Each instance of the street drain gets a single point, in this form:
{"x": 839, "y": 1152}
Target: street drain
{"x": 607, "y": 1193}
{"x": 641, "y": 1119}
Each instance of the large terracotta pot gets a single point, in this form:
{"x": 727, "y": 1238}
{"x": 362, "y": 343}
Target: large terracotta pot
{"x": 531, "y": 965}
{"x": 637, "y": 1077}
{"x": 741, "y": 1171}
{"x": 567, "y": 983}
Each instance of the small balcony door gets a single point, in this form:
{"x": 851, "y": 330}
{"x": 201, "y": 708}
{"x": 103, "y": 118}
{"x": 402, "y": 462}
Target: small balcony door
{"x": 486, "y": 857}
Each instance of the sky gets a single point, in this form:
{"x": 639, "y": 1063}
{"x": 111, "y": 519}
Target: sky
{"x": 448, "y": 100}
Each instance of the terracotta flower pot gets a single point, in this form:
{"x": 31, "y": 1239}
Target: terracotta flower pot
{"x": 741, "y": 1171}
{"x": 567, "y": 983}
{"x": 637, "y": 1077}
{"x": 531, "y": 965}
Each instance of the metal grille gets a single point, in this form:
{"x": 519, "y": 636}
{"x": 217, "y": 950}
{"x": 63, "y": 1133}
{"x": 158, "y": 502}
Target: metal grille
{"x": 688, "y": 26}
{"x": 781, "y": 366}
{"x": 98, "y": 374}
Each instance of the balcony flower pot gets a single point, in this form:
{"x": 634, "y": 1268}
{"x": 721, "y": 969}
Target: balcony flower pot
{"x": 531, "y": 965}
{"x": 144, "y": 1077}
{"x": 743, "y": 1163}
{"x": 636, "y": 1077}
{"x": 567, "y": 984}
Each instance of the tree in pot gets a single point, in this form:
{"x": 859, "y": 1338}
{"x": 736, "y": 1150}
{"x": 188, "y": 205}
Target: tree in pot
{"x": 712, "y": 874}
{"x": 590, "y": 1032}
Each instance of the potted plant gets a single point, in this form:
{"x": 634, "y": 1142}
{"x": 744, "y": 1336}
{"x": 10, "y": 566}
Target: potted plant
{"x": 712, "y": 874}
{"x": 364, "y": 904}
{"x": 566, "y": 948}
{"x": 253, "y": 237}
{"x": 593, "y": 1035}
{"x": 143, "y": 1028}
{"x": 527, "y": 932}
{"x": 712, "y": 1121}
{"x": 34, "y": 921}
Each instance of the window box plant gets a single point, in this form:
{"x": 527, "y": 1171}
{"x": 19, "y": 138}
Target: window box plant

YOUR ASSIGNMENT: Show all lines of the material in which the word "Each" can be found.

EXERCISE ANSWER:
Each instance of the street drain gets a single point, in this form:
Each instance of the large terracotta pot gets a single point, in this form:
Each instance of the small balcony door gets a single point, in this form:
Each instance of the sky gets a single point, in this form:
Each instance of the terracotta flower pot gets a single point, in this form:
Each instance of the metal grille gets a single point, in this form:
Each instance of the balcony flower pot gets a single point, in this form:
Each instance of the tree in pot gets a single point, in this form:
Each instance of the potted plant gets a single point, in this form:
Each instance of the window box plant gets a single point, in this form:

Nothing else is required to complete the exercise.